··· RECORD LIST
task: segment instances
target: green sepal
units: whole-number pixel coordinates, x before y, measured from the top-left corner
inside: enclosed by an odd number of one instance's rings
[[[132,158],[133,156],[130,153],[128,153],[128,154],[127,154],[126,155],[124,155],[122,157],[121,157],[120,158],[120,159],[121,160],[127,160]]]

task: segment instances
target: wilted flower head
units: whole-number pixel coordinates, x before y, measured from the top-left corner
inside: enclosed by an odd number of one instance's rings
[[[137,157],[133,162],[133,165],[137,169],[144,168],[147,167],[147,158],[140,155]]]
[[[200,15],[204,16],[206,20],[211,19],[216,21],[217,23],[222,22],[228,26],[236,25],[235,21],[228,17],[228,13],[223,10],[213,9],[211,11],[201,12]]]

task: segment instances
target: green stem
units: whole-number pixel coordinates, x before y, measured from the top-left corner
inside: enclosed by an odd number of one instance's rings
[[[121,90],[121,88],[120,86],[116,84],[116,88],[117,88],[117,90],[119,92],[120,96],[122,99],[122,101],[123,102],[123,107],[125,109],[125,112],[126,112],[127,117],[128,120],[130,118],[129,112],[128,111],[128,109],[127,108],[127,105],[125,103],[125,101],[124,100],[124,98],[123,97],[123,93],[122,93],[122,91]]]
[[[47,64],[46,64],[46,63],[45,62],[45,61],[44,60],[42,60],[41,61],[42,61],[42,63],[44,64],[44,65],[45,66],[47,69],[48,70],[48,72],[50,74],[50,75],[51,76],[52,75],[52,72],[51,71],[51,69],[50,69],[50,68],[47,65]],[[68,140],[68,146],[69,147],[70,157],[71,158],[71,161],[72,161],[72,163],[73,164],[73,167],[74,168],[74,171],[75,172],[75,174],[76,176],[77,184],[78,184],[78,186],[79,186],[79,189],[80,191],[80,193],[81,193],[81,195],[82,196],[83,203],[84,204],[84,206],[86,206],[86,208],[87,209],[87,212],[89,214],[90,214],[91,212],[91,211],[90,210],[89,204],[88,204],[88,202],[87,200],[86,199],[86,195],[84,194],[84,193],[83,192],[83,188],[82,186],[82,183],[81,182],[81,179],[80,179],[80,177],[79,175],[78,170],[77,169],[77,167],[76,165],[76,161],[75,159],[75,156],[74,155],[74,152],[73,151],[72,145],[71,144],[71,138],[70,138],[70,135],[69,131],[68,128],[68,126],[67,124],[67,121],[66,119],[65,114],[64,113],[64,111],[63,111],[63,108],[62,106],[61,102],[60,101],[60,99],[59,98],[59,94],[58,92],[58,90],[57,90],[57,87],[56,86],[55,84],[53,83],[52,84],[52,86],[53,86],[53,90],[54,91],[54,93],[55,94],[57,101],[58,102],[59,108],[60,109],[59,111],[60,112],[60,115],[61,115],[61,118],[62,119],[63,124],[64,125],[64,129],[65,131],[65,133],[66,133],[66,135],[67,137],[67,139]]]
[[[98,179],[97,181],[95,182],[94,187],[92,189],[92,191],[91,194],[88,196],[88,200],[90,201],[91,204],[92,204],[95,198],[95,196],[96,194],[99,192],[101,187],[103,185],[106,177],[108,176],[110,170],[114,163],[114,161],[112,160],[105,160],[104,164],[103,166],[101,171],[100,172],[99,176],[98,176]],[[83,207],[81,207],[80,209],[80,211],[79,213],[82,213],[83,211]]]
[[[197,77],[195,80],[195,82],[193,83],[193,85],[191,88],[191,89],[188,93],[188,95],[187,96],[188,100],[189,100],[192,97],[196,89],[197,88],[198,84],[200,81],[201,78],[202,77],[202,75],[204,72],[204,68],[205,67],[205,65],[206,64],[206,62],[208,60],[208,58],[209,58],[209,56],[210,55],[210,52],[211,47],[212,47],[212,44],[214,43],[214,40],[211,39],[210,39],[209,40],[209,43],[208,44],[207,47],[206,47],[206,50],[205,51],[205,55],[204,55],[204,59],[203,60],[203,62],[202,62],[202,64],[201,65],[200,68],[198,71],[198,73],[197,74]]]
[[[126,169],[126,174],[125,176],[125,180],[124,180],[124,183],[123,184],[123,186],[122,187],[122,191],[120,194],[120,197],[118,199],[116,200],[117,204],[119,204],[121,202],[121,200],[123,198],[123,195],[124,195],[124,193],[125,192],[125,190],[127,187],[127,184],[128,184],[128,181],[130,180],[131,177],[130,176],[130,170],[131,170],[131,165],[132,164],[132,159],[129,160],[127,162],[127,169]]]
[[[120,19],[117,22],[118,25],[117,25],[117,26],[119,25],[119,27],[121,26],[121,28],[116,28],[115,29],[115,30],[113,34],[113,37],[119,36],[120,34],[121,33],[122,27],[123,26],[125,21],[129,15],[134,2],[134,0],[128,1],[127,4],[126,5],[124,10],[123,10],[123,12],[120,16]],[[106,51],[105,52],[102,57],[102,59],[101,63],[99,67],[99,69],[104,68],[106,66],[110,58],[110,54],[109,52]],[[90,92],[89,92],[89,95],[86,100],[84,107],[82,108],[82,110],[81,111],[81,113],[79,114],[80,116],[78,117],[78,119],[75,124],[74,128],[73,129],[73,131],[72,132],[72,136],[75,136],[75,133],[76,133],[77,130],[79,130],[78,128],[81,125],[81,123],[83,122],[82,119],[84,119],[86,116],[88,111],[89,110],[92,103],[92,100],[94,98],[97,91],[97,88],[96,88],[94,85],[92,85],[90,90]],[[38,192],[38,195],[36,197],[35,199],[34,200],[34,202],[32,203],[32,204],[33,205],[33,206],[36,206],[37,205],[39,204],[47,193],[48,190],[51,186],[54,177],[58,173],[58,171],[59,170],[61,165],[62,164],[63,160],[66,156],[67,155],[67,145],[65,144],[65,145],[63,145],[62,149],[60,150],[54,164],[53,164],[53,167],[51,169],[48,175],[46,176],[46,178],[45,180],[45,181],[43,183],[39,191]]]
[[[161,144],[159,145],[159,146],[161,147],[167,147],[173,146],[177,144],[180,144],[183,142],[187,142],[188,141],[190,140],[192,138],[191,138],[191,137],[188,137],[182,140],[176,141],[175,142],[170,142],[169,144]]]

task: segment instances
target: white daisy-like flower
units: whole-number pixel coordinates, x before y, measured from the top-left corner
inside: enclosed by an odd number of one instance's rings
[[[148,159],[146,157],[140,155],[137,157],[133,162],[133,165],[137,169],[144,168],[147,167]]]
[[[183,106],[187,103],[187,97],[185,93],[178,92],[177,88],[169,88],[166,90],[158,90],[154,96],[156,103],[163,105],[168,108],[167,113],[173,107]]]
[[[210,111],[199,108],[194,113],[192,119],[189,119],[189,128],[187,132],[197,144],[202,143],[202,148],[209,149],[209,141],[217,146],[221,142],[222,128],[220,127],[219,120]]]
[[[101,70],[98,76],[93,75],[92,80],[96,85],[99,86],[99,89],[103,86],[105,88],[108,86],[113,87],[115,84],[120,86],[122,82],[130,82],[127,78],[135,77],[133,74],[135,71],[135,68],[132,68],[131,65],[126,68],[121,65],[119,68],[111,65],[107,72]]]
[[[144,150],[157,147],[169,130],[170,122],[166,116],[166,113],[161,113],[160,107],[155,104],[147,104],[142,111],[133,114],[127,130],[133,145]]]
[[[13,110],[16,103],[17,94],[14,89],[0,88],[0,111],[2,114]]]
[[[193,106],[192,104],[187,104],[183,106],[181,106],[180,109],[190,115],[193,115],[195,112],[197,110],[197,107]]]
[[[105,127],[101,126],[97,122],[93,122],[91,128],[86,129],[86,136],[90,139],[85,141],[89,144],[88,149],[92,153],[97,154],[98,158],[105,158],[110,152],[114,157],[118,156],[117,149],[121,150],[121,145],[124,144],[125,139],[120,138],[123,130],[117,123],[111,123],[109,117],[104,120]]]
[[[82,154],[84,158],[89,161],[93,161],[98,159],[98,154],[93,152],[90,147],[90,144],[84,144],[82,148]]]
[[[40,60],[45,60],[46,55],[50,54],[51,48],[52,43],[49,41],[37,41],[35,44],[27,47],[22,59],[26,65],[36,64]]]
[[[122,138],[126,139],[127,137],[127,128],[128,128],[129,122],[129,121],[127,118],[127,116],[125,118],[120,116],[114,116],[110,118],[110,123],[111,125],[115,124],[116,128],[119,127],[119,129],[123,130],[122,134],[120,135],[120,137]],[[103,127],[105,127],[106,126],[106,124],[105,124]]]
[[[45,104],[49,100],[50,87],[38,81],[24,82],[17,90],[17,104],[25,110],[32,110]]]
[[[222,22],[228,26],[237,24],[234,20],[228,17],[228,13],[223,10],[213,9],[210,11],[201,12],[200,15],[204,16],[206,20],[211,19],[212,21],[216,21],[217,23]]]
······
··· RECORD LIST
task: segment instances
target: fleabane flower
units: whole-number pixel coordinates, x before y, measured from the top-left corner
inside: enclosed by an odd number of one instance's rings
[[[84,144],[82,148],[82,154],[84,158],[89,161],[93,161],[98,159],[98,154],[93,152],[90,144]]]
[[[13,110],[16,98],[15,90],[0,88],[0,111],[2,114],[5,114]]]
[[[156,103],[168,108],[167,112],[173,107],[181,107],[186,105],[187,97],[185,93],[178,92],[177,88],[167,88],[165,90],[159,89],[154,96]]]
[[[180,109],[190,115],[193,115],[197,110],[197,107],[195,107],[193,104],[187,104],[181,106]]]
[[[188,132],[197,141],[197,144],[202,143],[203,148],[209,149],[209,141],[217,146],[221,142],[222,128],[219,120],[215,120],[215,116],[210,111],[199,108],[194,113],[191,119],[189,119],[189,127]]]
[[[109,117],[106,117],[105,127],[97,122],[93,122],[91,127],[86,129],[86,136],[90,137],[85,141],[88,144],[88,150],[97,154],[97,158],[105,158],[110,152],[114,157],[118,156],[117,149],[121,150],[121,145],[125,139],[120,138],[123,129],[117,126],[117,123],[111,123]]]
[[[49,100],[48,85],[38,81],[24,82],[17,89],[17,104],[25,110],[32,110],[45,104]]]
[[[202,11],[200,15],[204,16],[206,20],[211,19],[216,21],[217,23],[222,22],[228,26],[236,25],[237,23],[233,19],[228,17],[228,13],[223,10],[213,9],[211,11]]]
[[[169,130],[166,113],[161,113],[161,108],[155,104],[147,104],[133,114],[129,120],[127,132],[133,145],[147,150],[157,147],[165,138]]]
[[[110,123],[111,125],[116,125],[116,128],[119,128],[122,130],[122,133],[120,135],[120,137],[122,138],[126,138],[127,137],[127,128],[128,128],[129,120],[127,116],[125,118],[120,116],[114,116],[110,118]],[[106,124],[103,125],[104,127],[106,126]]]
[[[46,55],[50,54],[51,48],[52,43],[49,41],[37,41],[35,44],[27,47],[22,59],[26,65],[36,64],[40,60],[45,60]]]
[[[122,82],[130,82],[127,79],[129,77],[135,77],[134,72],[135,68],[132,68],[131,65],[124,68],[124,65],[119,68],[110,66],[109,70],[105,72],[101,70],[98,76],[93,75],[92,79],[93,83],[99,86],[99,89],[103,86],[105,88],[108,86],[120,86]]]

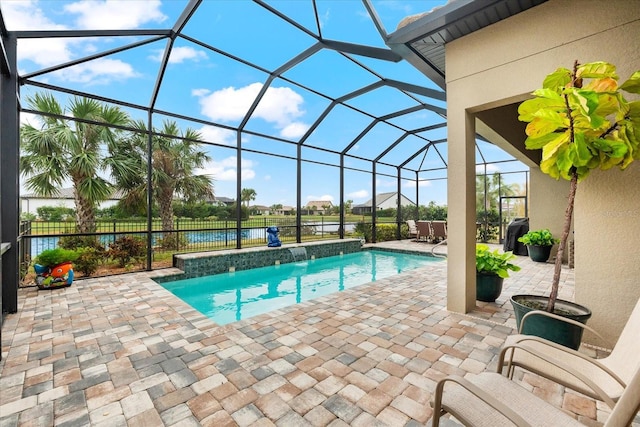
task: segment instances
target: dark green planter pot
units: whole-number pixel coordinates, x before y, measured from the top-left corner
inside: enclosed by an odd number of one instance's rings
······
··· RECORD LIST
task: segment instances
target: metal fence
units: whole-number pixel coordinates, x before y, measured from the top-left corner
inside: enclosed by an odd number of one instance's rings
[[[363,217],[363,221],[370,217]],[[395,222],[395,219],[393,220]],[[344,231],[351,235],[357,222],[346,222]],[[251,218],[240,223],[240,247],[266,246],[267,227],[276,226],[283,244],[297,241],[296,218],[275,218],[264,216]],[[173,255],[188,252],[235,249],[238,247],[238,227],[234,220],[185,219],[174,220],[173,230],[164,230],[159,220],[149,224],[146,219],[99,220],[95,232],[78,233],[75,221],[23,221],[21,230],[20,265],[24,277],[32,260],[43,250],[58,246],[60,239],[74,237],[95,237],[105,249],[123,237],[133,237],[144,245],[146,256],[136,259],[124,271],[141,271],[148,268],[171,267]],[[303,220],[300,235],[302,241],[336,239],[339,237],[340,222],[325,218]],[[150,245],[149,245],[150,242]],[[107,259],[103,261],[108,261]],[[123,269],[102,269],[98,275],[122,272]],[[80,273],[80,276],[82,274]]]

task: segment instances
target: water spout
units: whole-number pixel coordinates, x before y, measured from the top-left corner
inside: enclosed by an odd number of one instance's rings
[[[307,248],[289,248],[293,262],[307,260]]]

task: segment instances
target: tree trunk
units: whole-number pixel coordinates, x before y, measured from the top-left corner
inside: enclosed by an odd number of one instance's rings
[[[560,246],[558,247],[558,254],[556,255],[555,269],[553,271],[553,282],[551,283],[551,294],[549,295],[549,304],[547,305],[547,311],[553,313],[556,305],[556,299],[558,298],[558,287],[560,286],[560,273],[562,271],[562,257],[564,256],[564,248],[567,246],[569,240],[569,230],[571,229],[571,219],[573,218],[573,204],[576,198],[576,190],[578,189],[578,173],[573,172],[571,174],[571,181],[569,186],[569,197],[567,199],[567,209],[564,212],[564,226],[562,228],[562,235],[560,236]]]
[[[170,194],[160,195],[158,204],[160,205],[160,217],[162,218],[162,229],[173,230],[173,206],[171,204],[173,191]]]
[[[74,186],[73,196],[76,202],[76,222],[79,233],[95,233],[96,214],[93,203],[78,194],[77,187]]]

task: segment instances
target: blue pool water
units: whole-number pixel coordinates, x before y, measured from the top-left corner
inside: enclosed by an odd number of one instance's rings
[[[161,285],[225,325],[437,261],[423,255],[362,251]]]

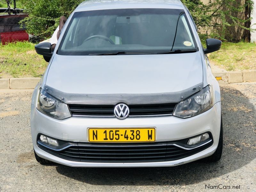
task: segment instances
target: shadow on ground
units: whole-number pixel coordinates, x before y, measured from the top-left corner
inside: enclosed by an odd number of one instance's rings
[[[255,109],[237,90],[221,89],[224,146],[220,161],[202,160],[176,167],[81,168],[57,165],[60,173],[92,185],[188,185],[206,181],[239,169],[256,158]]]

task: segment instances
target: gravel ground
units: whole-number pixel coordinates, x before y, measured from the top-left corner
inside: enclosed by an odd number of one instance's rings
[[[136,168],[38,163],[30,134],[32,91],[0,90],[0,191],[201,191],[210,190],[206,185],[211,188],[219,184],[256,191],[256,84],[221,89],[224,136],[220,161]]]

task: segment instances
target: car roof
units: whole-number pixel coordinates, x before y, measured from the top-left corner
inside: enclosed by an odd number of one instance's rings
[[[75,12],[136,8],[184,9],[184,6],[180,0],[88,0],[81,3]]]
······
• **WORK TO BE COMPLETED**:
Find each line in the records above that contains the string "ground", and copy those lines. Matching is case-sensitive.

• **WORKED ANSWER**:
target: shadow on ground
target: gravel ground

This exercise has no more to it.